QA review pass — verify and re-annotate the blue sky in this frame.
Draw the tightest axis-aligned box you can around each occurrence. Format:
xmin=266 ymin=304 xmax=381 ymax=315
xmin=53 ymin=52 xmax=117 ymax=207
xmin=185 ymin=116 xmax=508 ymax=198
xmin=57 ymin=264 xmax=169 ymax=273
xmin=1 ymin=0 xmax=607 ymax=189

### [About this task]
Print each entry above again, exactly as it was given.

### [Response below]
QA review pass — verify and re-annotate the blue sky in this frame.
Draw the tightest axis-aligned box you can around each occurrence. Format:
xmin=266 ymin=304 xmax=381 ymax=315
xmin=53 ymin=52 xmax=117 ymax=207
xmin=185 ymin=116 xmax=508 ymax=198
xmin=57 ymin=264 xmax=169 ymax=273
xmin=1 ymin=0 xmax=607 ymax=189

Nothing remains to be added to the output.